Exercise: Copy each line of the records below word for word, without the pictures.

Exercise input:
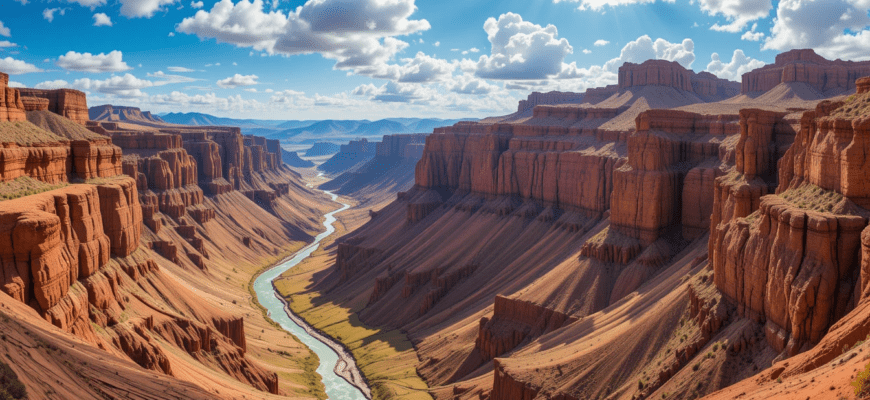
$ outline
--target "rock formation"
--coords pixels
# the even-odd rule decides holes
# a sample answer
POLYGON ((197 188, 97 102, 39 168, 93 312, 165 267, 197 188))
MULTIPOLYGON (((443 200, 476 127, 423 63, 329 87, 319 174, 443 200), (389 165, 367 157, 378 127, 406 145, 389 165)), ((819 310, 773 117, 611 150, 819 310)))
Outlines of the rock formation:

Task response:
$ outline
--target "rock formation"
--coords pixels
# the even-odd rule decides holes
# a sample answer
POLYGON ((197 188, 97 102, 39 168, 93 312, 165 267, 197 188))
MULTIPOLYGON (((443 200, 476 127, 423 63, 329 87, 319 174, 443 200), (389 165, 367 157, 378 127, 406 145, 389 165)), ((819 310, 773 117, 611 150, 819 310)))
Outlines of the rock formation:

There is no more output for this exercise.